INPUT RECORDS –

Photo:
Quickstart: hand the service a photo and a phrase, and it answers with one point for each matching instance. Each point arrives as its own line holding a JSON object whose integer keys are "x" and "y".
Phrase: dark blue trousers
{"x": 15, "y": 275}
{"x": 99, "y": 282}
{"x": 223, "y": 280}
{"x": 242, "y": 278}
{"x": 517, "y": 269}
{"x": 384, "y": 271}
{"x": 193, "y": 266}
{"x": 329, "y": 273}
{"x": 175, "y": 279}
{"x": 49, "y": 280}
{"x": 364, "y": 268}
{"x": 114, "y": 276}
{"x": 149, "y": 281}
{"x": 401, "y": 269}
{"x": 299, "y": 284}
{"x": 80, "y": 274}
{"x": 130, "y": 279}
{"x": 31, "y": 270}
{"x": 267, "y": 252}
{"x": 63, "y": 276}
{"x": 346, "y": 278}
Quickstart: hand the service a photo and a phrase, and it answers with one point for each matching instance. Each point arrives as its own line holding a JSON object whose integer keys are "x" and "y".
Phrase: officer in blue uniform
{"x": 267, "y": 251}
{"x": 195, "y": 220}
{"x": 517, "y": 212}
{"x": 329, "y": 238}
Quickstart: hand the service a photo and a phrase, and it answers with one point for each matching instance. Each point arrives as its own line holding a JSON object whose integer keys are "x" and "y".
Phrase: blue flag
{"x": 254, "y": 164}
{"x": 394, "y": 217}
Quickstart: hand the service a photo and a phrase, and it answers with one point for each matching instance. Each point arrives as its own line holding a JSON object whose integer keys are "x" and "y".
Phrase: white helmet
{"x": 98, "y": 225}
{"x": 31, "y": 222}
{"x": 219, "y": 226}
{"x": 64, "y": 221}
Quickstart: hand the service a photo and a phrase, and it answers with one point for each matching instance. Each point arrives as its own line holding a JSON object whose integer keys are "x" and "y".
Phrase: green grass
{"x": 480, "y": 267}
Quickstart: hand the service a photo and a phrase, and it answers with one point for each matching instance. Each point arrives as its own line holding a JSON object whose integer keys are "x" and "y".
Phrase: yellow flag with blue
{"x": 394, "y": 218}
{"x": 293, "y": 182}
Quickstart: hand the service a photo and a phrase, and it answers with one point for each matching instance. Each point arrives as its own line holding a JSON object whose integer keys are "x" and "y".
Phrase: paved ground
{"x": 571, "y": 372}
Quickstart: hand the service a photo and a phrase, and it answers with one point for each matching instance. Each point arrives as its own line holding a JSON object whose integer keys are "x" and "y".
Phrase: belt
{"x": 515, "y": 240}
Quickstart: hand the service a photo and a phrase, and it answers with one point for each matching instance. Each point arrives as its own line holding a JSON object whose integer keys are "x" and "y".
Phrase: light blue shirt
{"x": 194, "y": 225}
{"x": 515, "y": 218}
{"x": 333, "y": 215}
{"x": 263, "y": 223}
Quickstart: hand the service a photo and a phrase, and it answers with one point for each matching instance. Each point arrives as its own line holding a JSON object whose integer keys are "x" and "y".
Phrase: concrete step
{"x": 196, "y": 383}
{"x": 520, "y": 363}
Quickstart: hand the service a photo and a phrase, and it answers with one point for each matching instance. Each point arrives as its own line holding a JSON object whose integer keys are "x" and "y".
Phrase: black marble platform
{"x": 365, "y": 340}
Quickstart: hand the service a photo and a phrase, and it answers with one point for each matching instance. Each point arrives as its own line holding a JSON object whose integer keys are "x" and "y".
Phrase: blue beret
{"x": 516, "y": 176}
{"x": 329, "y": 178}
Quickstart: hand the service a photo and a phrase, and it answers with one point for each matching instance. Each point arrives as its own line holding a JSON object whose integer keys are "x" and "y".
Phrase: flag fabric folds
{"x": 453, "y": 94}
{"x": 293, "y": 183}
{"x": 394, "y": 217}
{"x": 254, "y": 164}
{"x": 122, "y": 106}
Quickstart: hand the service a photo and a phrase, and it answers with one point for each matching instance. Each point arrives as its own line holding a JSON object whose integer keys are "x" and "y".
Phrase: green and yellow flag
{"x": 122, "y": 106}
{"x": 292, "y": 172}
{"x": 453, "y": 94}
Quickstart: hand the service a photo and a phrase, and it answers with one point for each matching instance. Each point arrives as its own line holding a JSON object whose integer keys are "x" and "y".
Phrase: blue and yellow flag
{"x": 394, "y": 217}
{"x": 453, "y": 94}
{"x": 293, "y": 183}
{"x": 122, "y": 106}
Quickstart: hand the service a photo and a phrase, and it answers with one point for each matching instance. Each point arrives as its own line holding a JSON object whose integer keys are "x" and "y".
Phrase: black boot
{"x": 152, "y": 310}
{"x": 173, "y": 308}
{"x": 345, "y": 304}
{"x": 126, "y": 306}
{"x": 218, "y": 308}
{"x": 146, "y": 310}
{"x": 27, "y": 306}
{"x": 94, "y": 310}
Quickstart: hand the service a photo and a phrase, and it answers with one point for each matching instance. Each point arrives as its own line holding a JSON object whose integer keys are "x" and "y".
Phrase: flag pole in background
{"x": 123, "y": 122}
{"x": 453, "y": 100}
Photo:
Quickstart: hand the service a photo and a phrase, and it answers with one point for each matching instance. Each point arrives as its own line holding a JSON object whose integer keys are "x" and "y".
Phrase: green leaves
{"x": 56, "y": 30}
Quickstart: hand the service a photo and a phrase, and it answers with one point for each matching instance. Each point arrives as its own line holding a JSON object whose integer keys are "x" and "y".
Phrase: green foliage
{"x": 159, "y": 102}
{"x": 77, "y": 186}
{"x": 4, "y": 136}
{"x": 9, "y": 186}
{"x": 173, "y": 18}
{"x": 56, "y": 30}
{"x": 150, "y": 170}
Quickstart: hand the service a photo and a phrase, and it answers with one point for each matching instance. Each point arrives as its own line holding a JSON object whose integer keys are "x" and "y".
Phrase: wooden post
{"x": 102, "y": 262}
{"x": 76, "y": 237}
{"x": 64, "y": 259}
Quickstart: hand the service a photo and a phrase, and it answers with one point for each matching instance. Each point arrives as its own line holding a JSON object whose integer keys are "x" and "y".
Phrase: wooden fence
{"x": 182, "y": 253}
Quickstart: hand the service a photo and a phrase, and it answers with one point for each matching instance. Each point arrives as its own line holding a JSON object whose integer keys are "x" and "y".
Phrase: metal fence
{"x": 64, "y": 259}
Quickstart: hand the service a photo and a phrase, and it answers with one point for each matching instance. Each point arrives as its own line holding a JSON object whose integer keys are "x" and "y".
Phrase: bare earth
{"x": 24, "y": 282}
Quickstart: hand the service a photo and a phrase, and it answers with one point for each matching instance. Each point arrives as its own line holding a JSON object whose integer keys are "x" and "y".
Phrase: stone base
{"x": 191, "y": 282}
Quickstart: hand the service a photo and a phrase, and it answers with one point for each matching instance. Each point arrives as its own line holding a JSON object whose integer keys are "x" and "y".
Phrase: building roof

GOAL – Restate each record exactly as written.

TASK ANSWER –
Photo:
Quickstart: hand the service a photo and a phrase, and it answers with one point for each matching instance. Each point arrives as its own line holding a JSON object whose integer keys are "x" and "y".
Phrase: dark blue trousers
{"x": 15, "y": 275}
{"x": 99, "y": 282}
{"x": 223, "y": 280}
{"x": 242, "y": 278}
{"x": 517, "y": 269}
{"x": 384, "y": 271}
{"x": 193, "y": 266}
{"x": 329, "y": 273}
{"x": 175, "y": 279}
{"x": 49, "y": 280}
{"x": 364, "y": 268}
{"x": 114, "y": 276}
{"x": 149, "y": 281}
{"x": 401, "y": 269}
{"x": 299, "y": 284}
{"x": 80, "y": 274}
{"x": 130, "y": 279}
{"x": 31, "y": 270}
{"x": 267, "y": 252}
{"x": 63, "y": 276}
{"x": 346, "y": 278}
Quickstart: hand the service a photo and a phrase, and it answers with one point for each matching instance. Each point arrives as its own line holding a JSON object whose integer keys are "x" and "y".
Phrase: officer in blue uniform
{"x": 267, "y": 251}
{"x": 195, "y": 220}
{"x": 517, "y": 212}
{"x": 329, "y": 238}
Quickstart: hand the service a photo and a phrase, and it answers with one point for each matching instance. Each point arrives as its own line holding a JSON object whose integer keys are "x" and "y".
Phrase: blue flag
{"x": 254, "y": 164}
{"x": 394, "y": 217}
Quickstart: hand the service a photo and a phrase, and it answers with one point for each matching instance. Each point arrives as its own line holding a JSON object whose integer keys are "x" and "y".
Phrase: white helmet
{"x": 98, "y": 225}
{"x": 31, "y": 222}
{"x": 219, "y": 226}
{"x": 64, "y": 221}
Quickstart: hand the service a photo and a phrase, and it answers with one point for each matching instance. Each point arrives as its own line holding a JSON object whose integer keys are "x" and "y".
Phrase: green grass
{"x": 480, "y": 267}
Quickstart: hand the service a photo and a phrase, and it answers with one point for each matching instance. Each point arrives as its own line holding a JSON object whose integer keys are "x" and "y".
Phrase: yellow flag with blue
{"x": 394, "y": 218}
{"x": 293, "y": 182}
Quickstart: hand the service a photo and a phrase, and it answers with one point for each matching instance. Each point arrives as its own line holding a JSON object whose integer keys are "x" and "y".
Phrase: paved ground
{"x": 571, "y": 372}
Quickstart: hand the service a photo and a phrase, and it answers with one point for each matching instance. Each point arrives as its own line holding a JSON object whose integer keys are "x" and "y".
Phrase: belt
{"x": 515, "y": 240}
Quickstart: hand the service a photo and a phrase, and it answers with one point for each matching instance. Each point arrives as its own line holding a JSON object whose integer keys are "x" and "y".
Phrase: light blue shirt
{"x": 194, "y": 225}
{"x": 515, "y": 218}
{"x": 333, "y": 215}
{"x": 263, "y": 223}
Quickstart: hand the service a photo and a phrase, and it answers with one point for each matching instance. Each point arrives as its own line holding a JSON object whose integer keys are "x" and "y".
Phrase: concrete step
{"x": 196, "y": 383}
{"x": 520, "y": 363}
Quickstart: hand the service a photo and a phrase, and it answers with one point for each matching instance. Each point arrives as its own line holding a JSON object whose integer keys are "x" and "y".
Phrase: black marble platform
{"x": 365, "y": 340}
Quickstart: hand the service a photo and a phrase, and it answers with one point for each matching instance. Each point arrives as its own line holding a JSON object whose integer keys are "x" and "y".
Phrase: blue beret
{"x": 516, "y": 176}
{"x": 329, "y": 178}
Quickstart: hand the service a photo and a phrase, and it answers with one point for each matching instance. Each point arrives as its own line holding a JSON object whose integer keys are "x" and "y".
Phrase: flag fabric folds
{"x": 453, "y": 94}
{"x": 293, "y": 183}
{"x": 394, "y": 217}
{"x": 254, "y": 164}
{"x": 122, "y": 106}
Quickstart: hand the service a photo and a phrase, and it answers with one point for each matching instance. Each point arrives as its own line holding a JSON object whose integer keys are "x" and "y".
Phrase: green and yellow flag
{"x": 122, "y": 106}
{"x": 292, "y": 172}
{"x": 453, "y": 94}
Quickstart: hand the service a photo and a phrase, and it answers with one point for each matching instance. Each point arrives as its own line holding a JSON object whose integer keys are "x" and "y".
Phrase: blue and yellow flag
{"x": 394, "y": 217}
{"x": 453, "y": 94}
{"x": 293, "y": 183}
{"x": 122, "y": 106}
Quickstart: hand the service a photo and a phrase, and it answers with one point for each matching instance. Each point arrives as its own line holding a JSON object whose integer keys are "x" and "y".
Phrase: black boot
{"x": 152, "y": 310}
{"x": 173, "y": 308}
{"x": 345, "y": 304}
{"x": 126, "y": 306}
{"x": 218, "y": 308}
{"x": 146, "y": 310}
{"x": 27, "y": 306}
{"x": 94, "y": 310}
Quickstart: hand the service a photo and a phrase, and it answers with one point for each matching instance. Each point arrives as its own line holding a JSON object whose integer keys are "x" and "y".
Phrase: flag pole in background
{"x": 123, "y": 122}
{"x": 453, "y": 100}
Photo:
Quickstart: hand the service a photo and a phrase, and it answers with one point for each matching instance. Each point arrives as its own line holding a JSON object whose integer keys are "x" and "y".
Phrase: green leaves
{"x": 56, "y": 30}
Quickstart: hand the service a photo and a phrase, and it answers with one point for each matching instance. Each point arrives as its own line holding a JSON object whose integer keys are "x" and "y".
Phrase: green foliage
{"x": 159, "y": 102}
{"x": 77, "y": 186}
{"x": 4, "y": 136}
{"x": 9, "y": 186}
{"x": 173, "y": 18}
{"x": 56, "y": 30}
{"x": 150, "y": 170}
Quickstart: hand the service a photo and a phrase, and it answers with one point for each matching instance. Each point arrives as its own line holding a JSON object whose integer keys are "x" and "y".
Phrase: wooden post
{"x": 102, "y": 262}
{"x": 76, "y": 237}
{"x": 64, "y": 259}
Quickstart: hand the service a photo and a phrase, and it answers with one point for each matching instance. Each point arrives as its own line holding a JSON object whose integer keys are "x" and "y".
Phrase: wooden fence
{"x": 182, "y": 253}
Quickstart: hand the service a photo and a phrase, and it answers with one point for each matching instance. Each point arrives as its own line holding a JSON object whose integer keys are "x" and "y".
Phrase: metal fence
{"x": 64, "y": 259}
Quickstart: hand the service a photo and a phrase, and it answers with one point for each matching instance. Each point arrives as its own line holding a JSON object whose integer keys are "x" and "y".
Phrase: bare earth
{"x": 24, "y": 282}
Quickstart: hand the service a photo and a phrase, and it answers with one point for each matching instance. Each point arrives as its own line holding a JSON object whose integer keys are "x" and "y".
Phrase: stone base
{"x": 191, "y": 282}
Quickstart: hand the service a photo and a phrase, and it answers with one point for each matching instance. Each point arrives as its own line holding a JSON object whose integer keys are "x" and "y".
Phrase: building roof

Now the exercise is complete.